● Given task:
Do not include the pictures; repeat the rest of the data exactly.
** begin Records supplied **
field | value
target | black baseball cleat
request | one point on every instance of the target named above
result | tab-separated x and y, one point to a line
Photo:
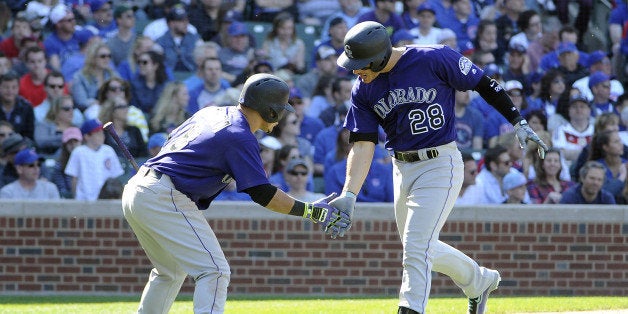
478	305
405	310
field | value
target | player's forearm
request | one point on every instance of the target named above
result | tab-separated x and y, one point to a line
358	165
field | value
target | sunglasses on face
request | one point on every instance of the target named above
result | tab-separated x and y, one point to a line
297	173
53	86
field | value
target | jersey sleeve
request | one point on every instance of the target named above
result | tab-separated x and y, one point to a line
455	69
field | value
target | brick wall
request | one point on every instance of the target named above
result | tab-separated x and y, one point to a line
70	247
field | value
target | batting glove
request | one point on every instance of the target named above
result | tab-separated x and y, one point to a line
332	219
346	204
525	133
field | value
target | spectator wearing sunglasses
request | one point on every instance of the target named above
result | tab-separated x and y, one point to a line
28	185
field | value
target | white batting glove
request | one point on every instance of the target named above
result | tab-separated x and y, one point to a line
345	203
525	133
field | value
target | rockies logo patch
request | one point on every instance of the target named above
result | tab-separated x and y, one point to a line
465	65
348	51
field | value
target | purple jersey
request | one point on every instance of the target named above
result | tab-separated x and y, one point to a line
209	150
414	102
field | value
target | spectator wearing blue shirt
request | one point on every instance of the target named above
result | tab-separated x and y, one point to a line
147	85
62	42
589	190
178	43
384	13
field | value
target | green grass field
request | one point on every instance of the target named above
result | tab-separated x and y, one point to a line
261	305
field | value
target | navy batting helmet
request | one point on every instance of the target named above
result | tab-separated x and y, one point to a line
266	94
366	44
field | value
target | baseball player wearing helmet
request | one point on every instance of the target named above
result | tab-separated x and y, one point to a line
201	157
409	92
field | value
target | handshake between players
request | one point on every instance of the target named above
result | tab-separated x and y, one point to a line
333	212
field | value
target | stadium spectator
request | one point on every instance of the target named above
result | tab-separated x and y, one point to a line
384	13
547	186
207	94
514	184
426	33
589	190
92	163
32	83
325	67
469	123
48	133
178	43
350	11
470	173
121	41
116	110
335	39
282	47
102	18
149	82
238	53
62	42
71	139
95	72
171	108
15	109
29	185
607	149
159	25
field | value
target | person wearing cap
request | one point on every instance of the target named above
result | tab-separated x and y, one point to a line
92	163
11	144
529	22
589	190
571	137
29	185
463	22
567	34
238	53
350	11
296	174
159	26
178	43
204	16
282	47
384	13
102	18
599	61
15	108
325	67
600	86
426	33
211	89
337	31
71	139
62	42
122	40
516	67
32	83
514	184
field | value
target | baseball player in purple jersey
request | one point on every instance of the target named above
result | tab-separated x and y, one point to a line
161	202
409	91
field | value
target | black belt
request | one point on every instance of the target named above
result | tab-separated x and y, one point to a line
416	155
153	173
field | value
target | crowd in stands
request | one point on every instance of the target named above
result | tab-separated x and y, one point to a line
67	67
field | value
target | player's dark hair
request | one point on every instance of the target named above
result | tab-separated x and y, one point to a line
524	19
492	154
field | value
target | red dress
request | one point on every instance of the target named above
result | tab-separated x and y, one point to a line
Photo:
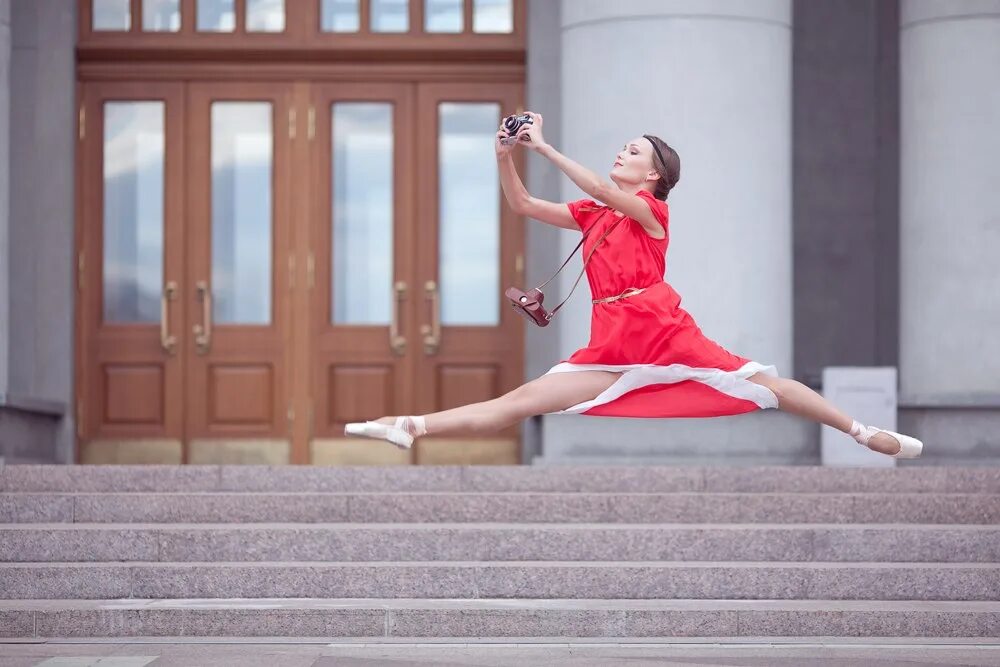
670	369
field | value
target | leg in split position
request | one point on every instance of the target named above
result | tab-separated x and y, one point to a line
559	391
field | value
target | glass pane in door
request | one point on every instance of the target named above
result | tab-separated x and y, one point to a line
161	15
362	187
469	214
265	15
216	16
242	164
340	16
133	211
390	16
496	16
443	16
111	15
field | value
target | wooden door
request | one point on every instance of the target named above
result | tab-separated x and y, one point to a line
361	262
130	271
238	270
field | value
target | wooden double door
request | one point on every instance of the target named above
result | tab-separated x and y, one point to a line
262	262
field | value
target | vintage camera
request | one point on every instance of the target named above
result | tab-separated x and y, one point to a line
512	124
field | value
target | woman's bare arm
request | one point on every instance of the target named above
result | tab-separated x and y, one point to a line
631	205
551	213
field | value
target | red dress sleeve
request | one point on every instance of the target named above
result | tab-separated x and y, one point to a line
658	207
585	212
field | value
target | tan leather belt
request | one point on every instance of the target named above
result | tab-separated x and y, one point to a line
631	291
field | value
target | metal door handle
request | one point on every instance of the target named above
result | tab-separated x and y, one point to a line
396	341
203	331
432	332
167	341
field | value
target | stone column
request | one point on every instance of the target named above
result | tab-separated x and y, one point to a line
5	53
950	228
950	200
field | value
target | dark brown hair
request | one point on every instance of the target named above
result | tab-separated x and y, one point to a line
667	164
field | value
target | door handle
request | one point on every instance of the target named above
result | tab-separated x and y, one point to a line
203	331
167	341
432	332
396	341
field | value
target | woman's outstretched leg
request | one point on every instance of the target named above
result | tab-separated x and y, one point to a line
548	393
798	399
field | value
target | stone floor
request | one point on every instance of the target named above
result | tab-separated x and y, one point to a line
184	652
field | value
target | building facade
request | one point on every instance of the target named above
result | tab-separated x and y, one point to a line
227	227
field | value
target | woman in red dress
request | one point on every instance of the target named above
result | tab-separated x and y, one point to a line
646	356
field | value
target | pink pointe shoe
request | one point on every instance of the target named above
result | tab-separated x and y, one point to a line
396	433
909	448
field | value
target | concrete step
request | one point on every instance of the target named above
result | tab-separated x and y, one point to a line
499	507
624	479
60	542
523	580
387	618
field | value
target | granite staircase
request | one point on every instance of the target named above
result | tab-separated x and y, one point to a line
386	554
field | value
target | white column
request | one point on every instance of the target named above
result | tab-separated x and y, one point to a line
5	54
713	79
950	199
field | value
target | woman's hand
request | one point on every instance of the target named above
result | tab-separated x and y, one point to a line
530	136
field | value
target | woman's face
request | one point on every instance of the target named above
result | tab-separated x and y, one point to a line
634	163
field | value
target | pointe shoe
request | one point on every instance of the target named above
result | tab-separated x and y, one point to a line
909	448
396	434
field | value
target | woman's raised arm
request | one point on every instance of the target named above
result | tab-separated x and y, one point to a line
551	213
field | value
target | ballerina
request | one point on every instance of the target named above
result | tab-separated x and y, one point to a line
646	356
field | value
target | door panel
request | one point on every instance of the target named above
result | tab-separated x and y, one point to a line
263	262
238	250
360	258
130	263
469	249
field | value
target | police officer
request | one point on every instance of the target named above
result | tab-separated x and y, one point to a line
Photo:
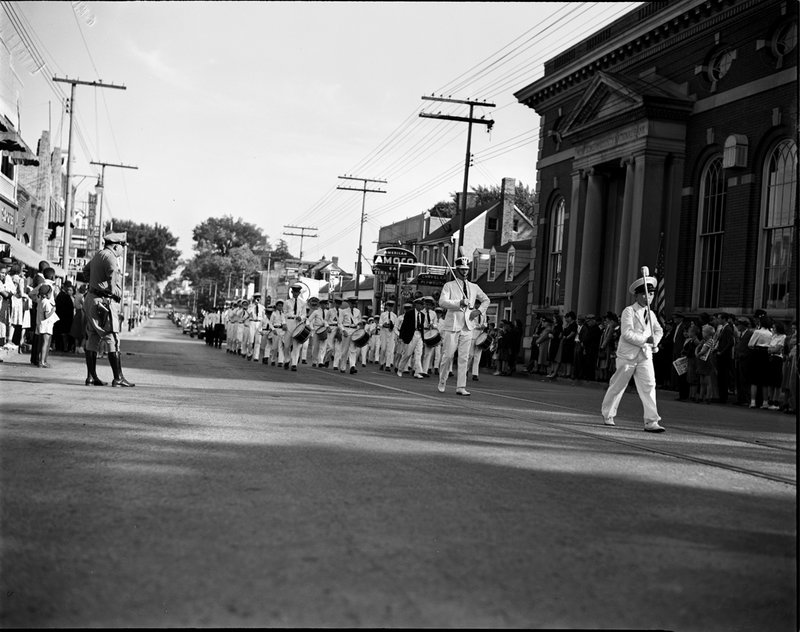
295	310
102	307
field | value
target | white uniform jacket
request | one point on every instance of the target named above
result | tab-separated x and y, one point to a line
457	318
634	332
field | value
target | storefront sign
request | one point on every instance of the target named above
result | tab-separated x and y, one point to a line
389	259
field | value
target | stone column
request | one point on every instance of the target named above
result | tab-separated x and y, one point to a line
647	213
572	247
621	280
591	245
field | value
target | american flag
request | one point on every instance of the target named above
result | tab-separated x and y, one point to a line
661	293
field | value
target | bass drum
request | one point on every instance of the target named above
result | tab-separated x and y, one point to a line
** end Records supplied **
● Response:
field | value
target | black baseball cleat
request | one point on every instance of the target named above
result | tab-separated x and y, one point to a line
Photo:
478	305
405	310
field | value
target | player's forearm
request | one point on every instance of the target named above
result | tab-separated x and y, one point to a line
358	165
field | value
target | sunglasses on face
request | one point on every instance of the target named above
result | tab-separated x and y, one point to a line
297	173
53	86
field | value
target | jersey sleeve
request | one point on every instance of the target named above
result | tab-separated x and y, one point to a line
455	69
field | value
target | brick wall
request | one point on every instance of the target named above
result | tab-separated x and y, one point to a line
70	247
field | value
target | batting glove
request | one point on every instance of the target named above
result | tab-separated x and y, one point to a line
332	219
346	204
525	133
field | value
target | spectator wearing sunglasses
request | one point on every instance of the target named above
result | tab-separated x and y, one point to a line
28	185
field | value
target | white batting glove
request | one point on every instance of the target named above
result | tab-separated x and y, one point to a line
345	203
525	133
field | value
target | rockies logo patch
request | one point on every instance of the target named above
result | tab-separated x and y, one point to a line
465	65
348	51
field | value
target | purple jersey
request | one point on every instance of the target named above
result | tab-separated x and y, one point to a line
209	150
414	102
field | value
target | spectator wearing blue shirt
request | one point on every instance of the target named above
result | tab-separated x and y, one point to a line
147	85
62	42
589	190
178	43
384	13
field | value
target | green grass field
request | one point on every instance of the target named above
result | tab-separated x and y, one point to a line
261	305
field | value
target | navy batting helmet
request | one point on every instance of the target named above
result | tab-separated x and y, one point to a line
266	94
366	44
field | value
target | baseball player wearing helmet
request | one point on every instance of the target named above
result | tab-separated x and y, one point to a line
201	157
409	92
field | value
target | handshake between players
request | one point on every instance of the target named above
result | tab-separated x and y, one point to a line
333	212
field | value
target | stadium spectator
request | one point on every instance of the target named above
result | tab-separated x and y, one point to a line
384	13
547	186
207	94
514	184
426	33
589	190
92	163
32	83
325	67
469	123
48	133
178	43
350	11
470	173
121	41
116	110
335	39
282	47
102	18
149	82
238	53
62	42
71	139
95	72
171	108
15	109
29	185
607	149
159	25
field | value
target | person wearing cap
request | one point on every instance of the target named above
result | tab-separated x and y, one point to a line
92	163
11	144
529	22
589	190
571	137
29	185
463	22
567	34
238	53
350	11
296	174
159	26
178	43
204	16
282	47
384	13
102	18
599	61
15	108
325	67
600	86
426	33
211	89
337	31
71	139
62	42
122	40
516	67
32	83
514	184
field | value
target | baseball player in purple jersey
request | one point on every instance of the target named above
result | tab-separated x and y, one point to a line
161	202
409	91
field | value
target | black belt
request | one point on every instance of the target named above
result | tab-separated x and y, one point to a line
416	155
153	173
field | value
target | crowd in stands
request | one point on every instance of the target named above
result | tab-separated x and y, one point to a line
67	67
field | value
target | player's dark hair
request | one point on every instance of the target named above
result | tab-separated x and y, one point to a line
524	19
492	154
field | value
target | red dress
request | one point on every instance of the target named above
result | tab-separated x and y, one point to a line
Photo:
670	369
field | value
target | leg in split position
request | one point on every instance of the target named above
result | tab-separated x and y, one point to a line
559	391
field | value
target | glass pane in door
request | one point on every instance of the target named above
result | tab-separated x and y, one point to a line
161	15
362	187
469	214
265	15
216	16
242	164
340	16
133	211
390	16
496	16
443	16
111	15
field | value
target | wooden door
request | one point on every instance of the target named above
result | tab-separated x and y, one point to a line
361	262
130	271
238	270
field | value
target | wooden double door
request | one point on every instance of the target named above
result | tab-separated x and y, one point to a line
262	262
field | value
target | vintage camera
request | one point on every instance of the target named above
result | tab-separated x and y, one point to a line
512	124
field | value
target | woman's bare arm
request | one point on every instance of the target named above
result | tab-separated x and y, one point to a line
631	205
551	213
field | value
target | red dress sleeve
request | one point on every instance of the target named above
result | tab-separated x and y, one point to a line
658	207
585	212
field | value
target | tan leather belt
request | one point on every instance of the target named above
result | tab-separated x and y, one point to a line
631	291
field | value
target | metal door handle
request | one point on every instance of the target named above
result | tab-separated x and y, one point to a line
396	341
203	331
432	332
167	341
field | value
target | stone column
request | one point on every instance of the target named above
result | tab-separated x and y, one point to a line
5	53
950	228
950	200
field | value
target | dark brown hair
request | one point on every instance of the target named above
result | tab-separated x and y, one point to a line
667	164
field | value
target | door handle
request | one point on every instance of the target named above
result | tab-separated x and y, one point to a line
203	331
167	341
432	332
396	341
field | value
target | woman's outstretched leg
request | one point on every instance of the target named above
result | tab-separated x and y, one point to a line
548	393
798	399
field | value
target | stone floor
request | one point on every instance of the target named above
result | tab-separated x and y, one point to a line
184	652
field | value
target | building facade
request | one point on every instance of the target named above
result | tab-separated x and y, one point to a line
227	227
field | value
target | woman in red dress
request | one point on every instance of the target named above
result | tab-separated x and y, one point to a line
646	356
field | value
target | pink pointe shoe
request | one point on every instance of the target named above
result | tab-separated x and y, one point to a line
396	433
909	448
field | value
target | concrete step
request | one point on every instance of the target named above
result | tab-separated x and y, one point to a line
499	507
624	479
60	542
523	580
387	618
field | value
target | granite staircase
request | one point on every instance of the target named above
result | tab-separated x and y, one point to a line
386	554
field | value
target | white column
request | one point on every instance of the target named above
result | tab-separated x and y, one point to a line
5	54
713	79
950	199
field | value
target | woman's hand
request | one point on every instance of the target named above
result | tab-separated x and y, one point to a line
530	136
field | value
target | woman's face
request | one point on every instance of the target named above
result | tab-separated x and y, one point to a line
634	163
field | value
target | pointe shoe
request | one point on every instance of the target named above
result | tab-separated x and y, one point to a line
909	448
396	434
field | value
target | woman's raised arm
request | one point on every instance of the target named above
result | tab-separated x and y, one point to a line
551	213
field | value
target | ballerina
request | one point on every instance of the target named above
result | tab-separated x and y, one point to a line
646	356
field | value
target | door panel
request | one point on every instance of the target named above
result | tab-separated x and y, one point to a line
263	262
238	250
360	258
130	263
469	249
field | value
target | police officer
request | one point on every instance of the target named above
result | tab-separated x and y, one point to a line
Photo:
295	310
102	307
field | value
target | white uniform jacket
request | one point on every instance of the target named above
result | tab-separated x and y, one point to a line
457	318
634	332
field | value
target | storefront sign
request | one point on every instance of the target named above
result | tab-separated x and y, one point to a line
389	259
field | value
target | stone column
request | one point on every instance of the target named above
result | tab-separated x and y, one point to a line
647	213
572	247
621	280
591	245
field | value
target | american flag
request | one point on every instance of the target named above
result | tab-separated x and y, one point to a line
661	293
field | value
target | bass drum
request | one point on every instance of the target named above
result | tab-separated x and y, one point to a line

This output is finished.